He recently wrote two letters to his Nilsson’s family after her mother, in connection with the murder of Engla Juncosa Höglund, told the media how important Olsson’s trial was for helping her move forward with her life.

The letters led to telephone use restrictions for Olsson from doctors at the forensic psychiatric care facility in Sundsvall in northern Sweden where he is receiving care, reports the Skånska Dagbladet newspaper.

Now Olsson wants the matter to be reviewed by the Ombudsman of Justice (JO).

The motivation behind Olsson’s letter was that his resentment that Nilsson’s family called him a murderer.

“I was sentenced despite my denials, without technical evidence related to the crime of kidnapping and murder,” Olsson wrote in his complaint to the ombudsman.

Olsson decided to seek redress with the ombudsman after an attempt to appeal the doctors’ restrictions with prosecutors in Sundsvall proved unsuccessful.

“My point is that the prosecutor didn’t make an objective decision and that he, under the subjective influence of the character of the crimes for which I’ve been committed, chose to regard the doctors’ treatment of me as lawful,” writes Olsson.

He also explains that he wants the ombudsman to clarify which impartial and objective legal reasons the prosecutor used to back up his decision not to overturn the telephone restrictions.

Olsson was sentenced to court-ordered psychiatric care with special release conditions for the sexual murders Nilsson and Ekbladh. While the murders were committed in 1989, Olsson only began serving his sentence in 2005, following an affirming judgment by a court of appeals.

He has previously turned to the country administrative court to complain about the conditions at the psychiatric clinic at which he is being held.

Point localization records

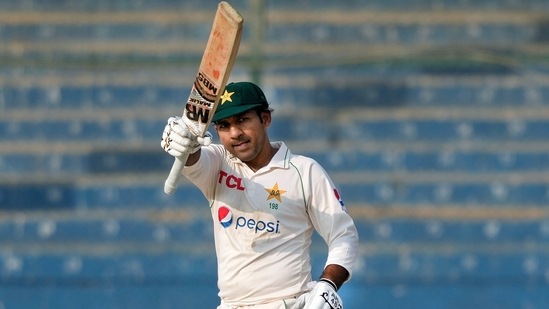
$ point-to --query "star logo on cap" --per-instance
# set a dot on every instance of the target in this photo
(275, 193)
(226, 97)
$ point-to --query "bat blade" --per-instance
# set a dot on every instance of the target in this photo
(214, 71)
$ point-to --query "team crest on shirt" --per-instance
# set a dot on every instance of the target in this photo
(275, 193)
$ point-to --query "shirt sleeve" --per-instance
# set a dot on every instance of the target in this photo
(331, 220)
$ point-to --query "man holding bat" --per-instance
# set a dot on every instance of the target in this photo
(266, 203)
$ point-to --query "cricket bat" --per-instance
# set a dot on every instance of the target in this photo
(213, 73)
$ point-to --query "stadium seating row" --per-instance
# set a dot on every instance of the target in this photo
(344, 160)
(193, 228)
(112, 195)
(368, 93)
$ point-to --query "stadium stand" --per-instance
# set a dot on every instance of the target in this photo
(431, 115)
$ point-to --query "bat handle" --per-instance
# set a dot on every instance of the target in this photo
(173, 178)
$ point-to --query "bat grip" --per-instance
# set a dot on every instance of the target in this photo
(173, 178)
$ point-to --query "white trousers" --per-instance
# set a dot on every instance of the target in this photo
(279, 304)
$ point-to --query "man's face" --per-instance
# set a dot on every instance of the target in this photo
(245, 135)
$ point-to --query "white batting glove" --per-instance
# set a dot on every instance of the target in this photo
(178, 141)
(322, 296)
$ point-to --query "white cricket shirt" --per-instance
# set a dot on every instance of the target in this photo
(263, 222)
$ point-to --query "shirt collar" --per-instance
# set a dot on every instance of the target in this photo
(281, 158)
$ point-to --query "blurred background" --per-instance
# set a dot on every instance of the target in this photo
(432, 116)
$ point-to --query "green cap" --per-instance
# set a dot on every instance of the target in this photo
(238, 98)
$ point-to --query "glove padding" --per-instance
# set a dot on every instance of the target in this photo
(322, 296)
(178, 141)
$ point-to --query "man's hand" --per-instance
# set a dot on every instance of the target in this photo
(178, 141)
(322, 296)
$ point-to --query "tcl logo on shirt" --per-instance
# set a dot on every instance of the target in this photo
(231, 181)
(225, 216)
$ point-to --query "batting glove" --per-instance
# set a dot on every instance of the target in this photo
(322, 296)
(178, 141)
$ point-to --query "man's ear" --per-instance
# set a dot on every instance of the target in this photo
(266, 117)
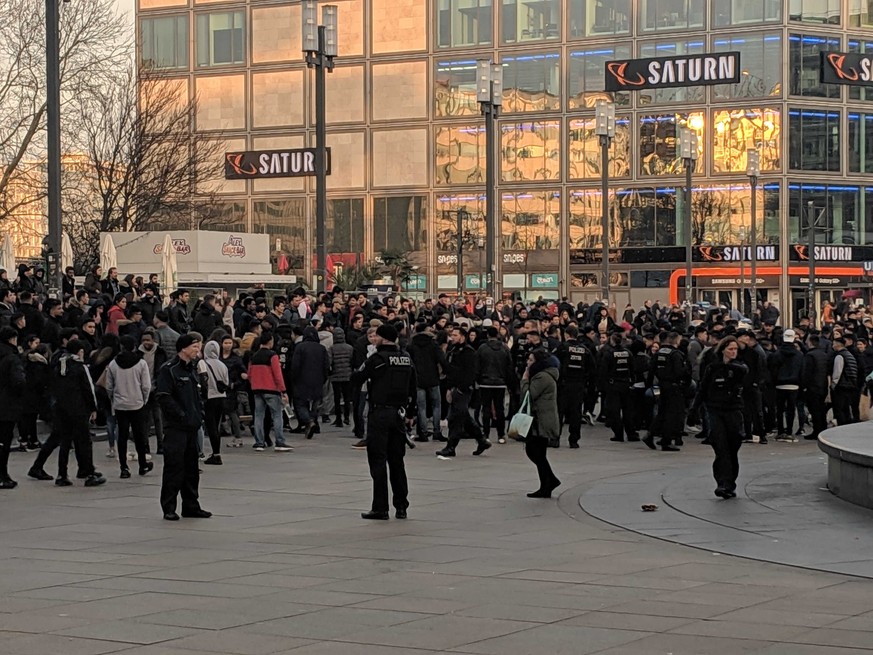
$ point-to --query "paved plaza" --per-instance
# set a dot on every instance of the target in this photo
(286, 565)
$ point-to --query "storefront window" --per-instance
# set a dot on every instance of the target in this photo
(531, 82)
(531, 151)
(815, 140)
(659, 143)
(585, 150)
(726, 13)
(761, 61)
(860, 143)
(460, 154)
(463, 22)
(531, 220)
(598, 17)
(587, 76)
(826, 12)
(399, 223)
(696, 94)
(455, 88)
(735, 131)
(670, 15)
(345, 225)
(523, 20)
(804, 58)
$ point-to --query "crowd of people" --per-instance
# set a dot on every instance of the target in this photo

▶ **WORK ORDER**
Repeat the passage of the Olsson article starting at "The letters led" and ending at "to the ombudsman.", switching "forensic psychiatric care facility" to "forensic psychiatric hospital". The records are not needed for the task.

▶ **REPLY**
The letters led to telephone use restrictions for Olsson from doctors at the forensic psychiatric hospital in Sundsvall in northern Sweden where he is receiving care, reports the Skånska Dagbladet newspaper.

Now Olsson wants the matter to be reviewed by the Ombudsman of Justice (JO).

The motivation behind Olsson’s letter was that his resentment that Nilsson’s family called him a murderer.

“I was sentenced despite my denials, without technical evidence related to the crime of kidnapping and murder,” Olsson wrote in his complaint to the ombudsman.